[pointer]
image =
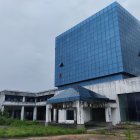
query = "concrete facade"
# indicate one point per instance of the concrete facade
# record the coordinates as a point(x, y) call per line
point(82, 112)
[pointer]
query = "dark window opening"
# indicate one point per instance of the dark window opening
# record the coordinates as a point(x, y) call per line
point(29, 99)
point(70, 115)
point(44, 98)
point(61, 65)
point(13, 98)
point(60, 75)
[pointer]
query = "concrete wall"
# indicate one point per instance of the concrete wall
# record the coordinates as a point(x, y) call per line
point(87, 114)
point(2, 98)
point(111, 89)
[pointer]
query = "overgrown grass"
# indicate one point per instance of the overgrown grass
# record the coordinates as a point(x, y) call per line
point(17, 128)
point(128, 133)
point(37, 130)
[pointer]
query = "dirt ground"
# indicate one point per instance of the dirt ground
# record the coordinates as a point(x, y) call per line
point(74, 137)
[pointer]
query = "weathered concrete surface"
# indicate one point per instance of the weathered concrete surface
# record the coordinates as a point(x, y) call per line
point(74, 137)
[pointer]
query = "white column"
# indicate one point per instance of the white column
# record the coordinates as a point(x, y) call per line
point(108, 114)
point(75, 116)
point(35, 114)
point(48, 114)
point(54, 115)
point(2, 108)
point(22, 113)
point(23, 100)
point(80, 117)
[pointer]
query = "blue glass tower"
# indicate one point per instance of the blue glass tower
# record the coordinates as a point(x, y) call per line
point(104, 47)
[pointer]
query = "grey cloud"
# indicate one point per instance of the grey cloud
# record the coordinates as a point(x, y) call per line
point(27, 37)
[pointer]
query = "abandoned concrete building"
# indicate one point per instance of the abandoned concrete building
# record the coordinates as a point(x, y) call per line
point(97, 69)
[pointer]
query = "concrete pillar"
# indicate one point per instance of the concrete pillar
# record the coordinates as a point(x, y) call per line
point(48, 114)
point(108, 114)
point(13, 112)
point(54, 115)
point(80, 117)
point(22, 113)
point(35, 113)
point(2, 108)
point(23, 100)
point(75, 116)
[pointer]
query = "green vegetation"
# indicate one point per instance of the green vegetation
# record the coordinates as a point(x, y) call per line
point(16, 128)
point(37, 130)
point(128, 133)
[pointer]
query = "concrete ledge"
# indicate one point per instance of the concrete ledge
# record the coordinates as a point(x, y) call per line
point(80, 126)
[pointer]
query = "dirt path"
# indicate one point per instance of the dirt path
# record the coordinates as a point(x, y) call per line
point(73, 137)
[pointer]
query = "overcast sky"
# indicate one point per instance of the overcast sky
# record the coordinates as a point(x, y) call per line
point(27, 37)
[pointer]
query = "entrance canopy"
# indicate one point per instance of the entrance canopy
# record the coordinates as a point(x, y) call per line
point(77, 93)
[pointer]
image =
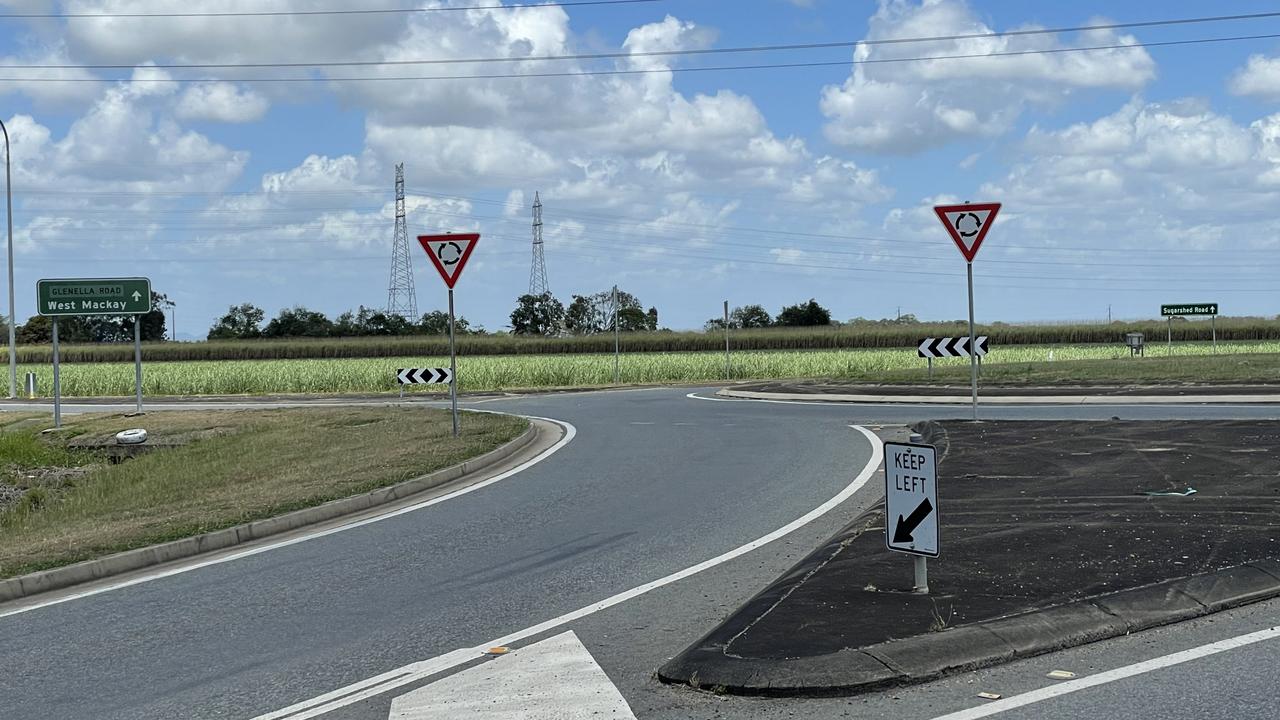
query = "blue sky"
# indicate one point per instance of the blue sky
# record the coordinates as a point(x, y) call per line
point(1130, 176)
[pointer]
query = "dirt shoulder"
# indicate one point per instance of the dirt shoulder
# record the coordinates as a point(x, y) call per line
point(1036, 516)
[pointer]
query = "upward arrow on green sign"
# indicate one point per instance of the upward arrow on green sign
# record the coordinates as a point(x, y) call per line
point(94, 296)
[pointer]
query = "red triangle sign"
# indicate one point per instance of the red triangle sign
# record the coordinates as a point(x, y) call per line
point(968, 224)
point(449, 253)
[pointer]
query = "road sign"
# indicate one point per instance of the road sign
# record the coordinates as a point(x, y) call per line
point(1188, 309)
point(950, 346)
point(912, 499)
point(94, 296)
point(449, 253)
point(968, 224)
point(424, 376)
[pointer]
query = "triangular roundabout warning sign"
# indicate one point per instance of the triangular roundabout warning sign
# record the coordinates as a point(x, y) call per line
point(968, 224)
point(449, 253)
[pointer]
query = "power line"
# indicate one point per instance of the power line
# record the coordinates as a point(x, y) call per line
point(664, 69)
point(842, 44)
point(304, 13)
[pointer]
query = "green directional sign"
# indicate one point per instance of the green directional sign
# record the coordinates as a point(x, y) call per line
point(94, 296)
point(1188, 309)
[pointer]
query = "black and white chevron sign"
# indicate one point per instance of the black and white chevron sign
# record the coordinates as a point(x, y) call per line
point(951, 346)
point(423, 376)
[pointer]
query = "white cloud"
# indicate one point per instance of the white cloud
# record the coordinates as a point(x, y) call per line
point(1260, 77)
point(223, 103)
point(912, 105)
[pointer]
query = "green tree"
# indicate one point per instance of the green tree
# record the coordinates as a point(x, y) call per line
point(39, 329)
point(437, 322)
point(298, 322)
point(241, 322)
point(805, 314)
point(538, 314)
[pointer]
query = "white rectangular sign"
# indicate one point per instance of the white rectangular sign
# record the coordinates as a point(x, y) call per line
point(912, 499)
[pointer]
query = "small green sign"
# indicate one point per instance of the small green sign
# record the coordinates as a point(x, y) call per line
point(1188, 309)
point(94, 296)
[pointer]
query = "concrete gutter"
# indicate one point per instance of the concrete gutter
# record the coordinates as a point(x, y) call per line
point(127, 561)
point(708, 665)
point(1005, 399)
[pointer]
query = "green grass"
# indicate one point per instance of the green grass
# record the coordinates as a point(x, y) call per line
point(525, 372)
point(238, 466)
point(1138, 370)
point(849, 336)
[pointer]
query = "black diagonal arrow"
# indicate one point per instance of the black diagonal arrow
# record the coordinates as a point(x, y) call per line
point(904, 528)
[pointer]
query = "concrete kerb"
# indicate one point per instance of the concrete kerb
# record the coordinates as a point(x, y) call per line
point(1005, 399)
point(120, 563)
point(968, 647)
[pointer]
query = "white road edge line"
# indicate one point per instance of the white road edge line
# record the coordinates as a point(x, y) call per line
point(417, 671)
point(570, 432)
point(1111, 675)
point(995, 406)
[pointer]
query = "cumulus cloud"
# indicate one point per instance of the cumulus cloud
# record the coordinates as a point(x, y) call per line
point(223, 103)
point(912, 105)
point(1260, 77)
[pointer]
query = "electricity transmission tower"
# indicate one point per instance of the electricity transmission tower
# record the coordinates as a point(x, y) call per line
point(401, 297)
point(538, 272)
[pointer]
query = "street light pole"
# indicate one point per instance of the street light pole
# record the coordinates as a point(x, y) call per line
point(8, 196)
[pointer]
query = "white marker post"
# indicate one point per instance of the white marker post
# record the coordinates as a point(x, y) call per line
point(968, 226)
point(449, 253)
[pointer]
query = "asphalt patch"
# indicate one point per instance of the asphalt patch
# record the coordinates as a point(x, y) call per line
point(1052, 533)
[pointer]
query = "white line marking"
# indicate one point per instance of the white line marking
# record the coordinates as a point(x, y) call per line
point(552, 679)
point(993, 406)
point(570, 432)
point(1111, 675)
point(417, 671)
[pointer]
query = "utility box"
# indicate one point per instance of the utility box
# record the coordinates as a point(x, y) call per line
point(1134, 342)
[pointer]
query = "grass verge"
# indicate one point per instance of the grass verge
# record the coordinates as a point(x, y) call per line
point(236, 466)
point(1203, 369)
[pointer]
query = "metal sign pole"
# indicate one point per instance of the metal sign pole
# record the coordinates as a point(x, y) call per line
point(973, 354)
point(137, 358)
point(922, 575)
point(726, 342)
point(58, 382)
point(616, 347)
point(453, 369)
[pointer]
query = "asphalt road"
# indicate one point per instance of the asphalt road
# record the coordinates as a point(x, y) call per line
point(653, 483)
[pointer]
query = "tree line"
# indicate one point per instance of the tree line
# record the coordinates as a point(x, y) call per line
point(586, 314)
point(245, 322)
* * *
TASK TO COMPLETE: Gather every line in the data above that contains the word "road". Case counts.

SOLUTION TO THIS TASK:
query = "road sign"
# indicate one point per instance of the road sign
query = "white road edge line"
# indicate one point per instance of the white road edge line
query = "asphalt road"
# indicate one point per instance of the asphalt road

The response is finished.